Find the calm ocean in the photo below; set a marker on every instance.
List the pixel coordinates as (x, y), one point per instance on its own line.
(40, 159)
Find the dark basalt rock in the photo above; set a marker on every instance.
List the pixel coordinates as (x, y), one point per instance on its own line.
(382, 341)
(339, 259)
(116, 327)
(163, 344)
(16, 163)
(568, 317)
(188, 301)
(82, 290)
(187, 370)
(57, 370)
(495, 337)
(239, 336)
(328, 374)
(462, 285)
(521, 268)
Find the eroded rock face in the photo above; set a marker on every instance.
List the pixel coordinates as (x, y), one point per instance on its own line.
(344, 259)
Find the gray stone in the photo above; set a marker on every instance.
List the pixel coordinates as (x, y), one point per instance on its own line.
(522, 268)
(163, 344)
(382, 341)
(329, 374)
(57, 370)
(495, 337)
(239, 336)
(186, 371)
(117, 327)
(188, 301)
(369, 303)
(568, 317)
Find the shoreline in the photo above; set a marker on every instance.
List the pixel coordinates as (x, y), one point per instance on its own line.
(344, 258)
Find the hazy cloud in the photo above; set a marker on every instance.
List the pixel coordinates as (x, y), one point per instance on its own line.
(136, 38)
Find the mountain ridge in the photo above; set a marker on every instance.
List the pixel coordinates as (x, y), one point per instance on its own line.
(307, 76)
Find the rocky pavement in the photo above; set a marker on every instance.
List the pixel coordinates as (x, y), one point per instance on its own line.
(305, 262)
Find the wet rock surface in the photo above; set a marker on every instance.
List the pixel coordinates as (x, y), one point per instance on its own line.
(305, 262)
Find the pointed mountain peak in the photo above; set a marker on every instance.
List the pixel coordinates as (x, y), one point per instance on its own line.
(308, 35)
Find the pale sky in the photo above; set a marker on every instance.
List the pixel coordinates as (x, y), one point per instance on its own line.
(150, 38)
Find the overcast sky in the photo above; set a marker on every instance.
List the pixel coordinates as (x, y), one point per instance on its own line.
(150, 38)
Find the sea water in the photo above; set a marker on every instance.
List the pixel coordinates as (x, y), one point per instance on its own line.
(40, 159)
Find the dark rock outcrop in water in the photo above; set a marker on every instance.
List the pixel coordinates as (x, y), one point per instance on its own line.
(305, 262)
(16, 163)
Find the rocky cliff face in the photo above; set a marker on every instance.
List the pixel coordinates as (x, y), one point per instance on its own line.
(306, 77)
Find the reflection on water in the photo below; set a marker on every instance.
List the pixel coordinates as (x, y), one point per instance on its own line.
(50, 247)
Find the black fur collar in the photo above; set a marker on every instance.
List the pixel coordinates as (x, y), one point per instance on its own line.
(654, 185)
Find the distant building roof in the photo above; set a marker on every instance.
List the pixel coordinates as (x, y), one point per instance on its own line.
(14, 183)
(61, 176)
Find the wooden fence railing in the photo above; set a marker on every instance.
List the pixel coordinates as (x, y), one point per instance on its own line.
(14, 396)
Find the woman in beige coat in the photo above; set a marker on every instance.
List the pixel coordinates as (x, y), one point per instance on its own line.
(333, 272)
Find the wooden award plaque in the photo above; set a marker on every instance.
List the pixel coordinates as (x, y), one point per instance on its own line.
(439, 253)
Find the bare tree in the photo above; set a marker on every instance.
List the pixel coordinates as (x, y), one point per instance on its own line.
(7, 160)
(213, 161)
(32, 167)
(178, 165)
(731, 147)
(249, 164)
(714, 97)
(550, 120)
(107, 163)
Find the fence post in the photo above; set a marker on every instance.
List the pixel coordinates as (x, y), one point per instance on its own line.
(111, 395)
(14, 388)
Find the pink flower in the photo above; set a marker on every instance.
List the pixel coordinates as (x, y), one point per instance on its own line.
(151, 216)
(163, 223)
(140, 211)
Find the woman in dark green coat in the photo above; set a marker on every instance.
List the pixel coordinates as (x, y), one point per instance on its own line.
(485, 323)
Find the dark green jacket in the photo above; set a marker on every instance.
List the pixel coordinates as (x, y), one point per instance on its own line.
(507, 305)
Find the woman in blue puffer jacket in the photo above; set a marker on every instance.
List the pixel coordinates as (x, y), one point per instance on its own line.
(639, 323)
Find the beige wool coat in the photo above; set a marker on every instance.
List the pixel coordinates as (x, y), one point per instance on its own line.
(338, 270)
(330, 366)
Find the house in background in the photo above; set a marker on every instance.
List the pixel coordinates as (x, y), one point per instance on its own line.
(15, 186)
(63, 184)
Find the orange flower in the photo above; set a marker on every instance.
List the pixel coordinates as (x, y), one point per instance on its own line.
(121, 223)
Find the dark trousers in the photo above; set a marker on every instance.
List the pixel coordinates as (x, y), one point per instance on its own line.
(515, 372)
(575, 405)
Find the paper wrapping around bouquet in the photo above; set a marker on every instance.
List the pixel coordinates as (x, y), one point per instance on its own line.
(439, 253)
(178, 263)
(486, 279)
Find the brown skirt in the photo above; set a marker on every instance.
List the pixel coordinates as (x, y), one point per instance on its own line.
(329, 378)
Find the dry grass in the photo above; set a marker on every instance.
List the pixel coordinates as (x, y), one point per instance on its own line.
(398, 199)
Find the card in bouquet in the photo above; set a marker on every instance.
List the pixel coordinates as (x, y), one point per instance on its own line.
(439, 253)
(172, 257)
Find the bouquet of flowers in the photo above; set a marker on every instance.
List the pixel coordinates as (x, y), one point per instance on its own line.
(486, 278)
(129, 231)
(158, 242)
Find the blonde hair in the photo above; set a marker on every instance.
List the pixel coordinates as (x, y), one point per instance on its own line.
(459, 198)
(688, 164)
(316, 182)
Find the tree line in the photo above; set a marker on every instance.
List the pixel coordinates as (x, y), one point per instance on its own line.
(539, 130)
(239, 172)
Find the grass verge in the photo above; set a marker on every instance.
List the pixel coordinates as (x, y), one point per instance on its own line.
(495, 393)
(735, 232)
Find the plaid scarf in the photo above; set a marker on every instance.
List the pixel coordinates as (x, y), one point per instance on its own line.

——————————

> [Exercise objective]:
Give the data again, exactly as it stands.

> [Solved exercise]:
Find the calm ocean in the photo below; set a marker on every instance.
List the pixel coordinates as (x, y), one point per instance on its own line.
(40, 159)
Find the dark basalt rock in the photo above; set a marker on every instance.
List the pixel coordinates as (x, y), one point per instance on its own line.
(382, 341)
(339, 259)
(116, 327)
(163, 344)
(16, 163)
(568, 317)
(188, 301)
(82, 290)
(187, 370)
(57, 370)
(495, 337)
(239, 336)
(328, 374)
(462, 285)
(521, 268)
Find the eroded rock face in the photo above; set a marker on every instance.
List the pixel coordinates as (x, y), one point per instance on its own line.
(344, 259)
Find the gray stone in the photo above; set a marker on every instance.
List the pixel coordinates as (x, y), one point per instance on its own line.
(522, 268)
(163, 344)
(382, 341)
(329, 374)
(57, 370)
(495, 337)
(239, 336)
(186, 371)
(117, 327)
(188, 301)
(369, 303)
(568, 317)
Find the shoreline in the photo above; set a marker on every instance.
List the pixel coordinates as (x, y), one point per instance on its own line.
(344, 258)
Find the hazy cloud in the photo above; set a marker on every instance.
List the pixel coordinates as (x, y), one point per instance on its own line.
(136, 38)
Find the mountain ridge in the photo above; set a marker on every instance.
List the pixel coordinates as (x, y), one point per instance on its own line.
(307, 76)
Find the rocky pavement in the photo above; set a marker on every instance.
List the pixel coordinates as (x, y), one point per instance on its own line.
(305, 262)
Find the wet rock surface in the photo above; set a marker on every instance.
List the pixel coordinates as (x, y), one point per instance on its own line.
(305, 262)
Find the pointed mountain peak in the photo above; set a marker on every instance.
List the pixel coordinates as (x, y), one point per instance on its own line.
(308, 35)
Find the pale sky in the photo above; set a marker on every instance.
List the pixel coordinates as (x, y), one point per instance on its own line.
(150, 38)
Find the overcast sky in the photo above; set a marker on every instance.
List the pixel coordinates as (x, y), one point per instance on its own line.
(150, 38)
Find the sea water in the photo above; set a marker on every instance.
List the pixel coordinates as (x, y), one point per instance on its own line.
(40, 159)
Find the dark rock outcrop in water in the photo above; set a marker on every instance.
List the pixel coordinates as (x, y), one point per instance on its own line.
(305, 262)
(16, 163)
Find the rocky cliff face in the photo above; set a marker on every instance.
List the pixel coordinates as (x, y), one point per instance on its own line.
(306, 77)
Find the reflection on water in the photo below; set a marker on every instance.
List the pixel coordinates as (x, y), one point per instance on its own line.
(50, 247)
Find the black fur collar in the photo above; set a marker on every instance.
List the pixel coordinates as (x, y), one point per instance on its own line.
(654, 185)
Find the distant building roof in the photo above; set a marker on every instance.
List the pixel coordinates as (x, y), one point per instance on its own line.
(14, 183)
(61, 176)
Find the wooden fence railing in the photo above; set a marker on every instance.
List the pixel coordinates as (x, y), one point per instance on its own line.
(14, 396)
Find the woman in beige coat in the photo above; set a marker on every instance.
List the pixel coordinates as (x, y), one point per instance on its own line.
(333, 272)
Find the wooden award plaque in the photo above; set a marker on every instance.
List the pixel coordinates as (x, y), one point per instance on its own line.
(439, 253)
Find the bare tree in the photo above; set a marker on every instance.
List the pixel coordinates as (x, y), one point per instance on its own line.
(7, 160)
(213, 161)
(32, 167)
(178, 165)
(731, 147)
(249, 164)
(714, 97)
(550, 120)
(107, 163)
Find the fence post in the photo above; set a marker on every instance.
List the pixel coordinates as (x, y), one point per instance on its own line.
(111, 395)
(14, 388)
Find the pink flower in the photo above; set a marker on every instance.
List the pixel coordinates as (x, y), one point per instance on its own line.
(151, 216)
(163, 223)
(140, 211)
Find the woman in dark green coat in the photo above; set a marker on every instance.
List the pixel coordinates as (x, y), one point per instance on its own line.
(485, 323)
Find the dark green jacket in the photo above; set a marker on every instance.
List the pixel coordinates as (x, y), one point per instance on its own line.
(507, 305)
Find the woman in blue puffer jacket in the photo above; set a marker on every instance.
List the pixel coordinates as (x, y), one point per instance on its own line.
(639, 323)
Find the beige wool coat in the photo above; set a marker on every instance.
List the pixel coordinates as (x, y), one point per instance on its own line.
(338, 270)
(330, 366)
Find the house in background in the photo above; set a marker on every instance.
List the pixel coordinates as (x, y), one point per instance on its own line.
(15, 186)
(63, 184)
Find the orange flower in the photo above; set a marker on every instance.
List the pixel coordinates as (x, y), one point per instance on its own line.
(121, 223)
Find the dark trousers in the photo above; set a marker on every instance.
List the pixel coordinates as (x, y), one point per instance on its own line.
(515, 372)
(575, 405)
Find the paper wrapping around bouquet in the photo above; set a marker on every instance.
List the pixel coordinates as (x, y), one point per instance on its own line.
(439, 253)
(178, 263)
(486, 279)
Find the brown skirt in the photo above; set a marker on every instance.
List the pixel coordinates as (x, y), one point per instance on its own line.
(329, 378)
Find the dry grass in the photo above; set a marker on every instance.
List the pixel coordinates as (x, y), one point per instance on its own line.
(398, 199)
Find the card in bouquet in the photo above; set a marker on every instance.
List the pixel coordinates as (x, y), one point per instance on its own line.
(439, 253)
(172, 257)
Find the bouquet of flowers in the photo above; set a marker on every instance.
List the pixel coordinates as (x, y), one point per instance on its own line.
(486, 278)
(129, 231)
(158, 242)
Find the blonde hair in the photo above; set a marker on every instance.
List the pixel coordinates as (x, y), one point per instance on its own line.
(459, 198)
(688, 164)
(316, 182)
Find the tree line in the photo above; set a marker on every instance.
List the pixel coordinates as (x, y), one point per instance on its own line.
(539, 130)
(239, 172)
Find the grass verge in the photo above; set a marker on every instance.
List the pixel coordinates as (x, y), one point per instance on its own line.
(495, 393)
(735, 232)
Find the plaid scarf in the photo above; set a marker on every instance.
List the pixel coordinates as (x, y), one point per instance on its own line.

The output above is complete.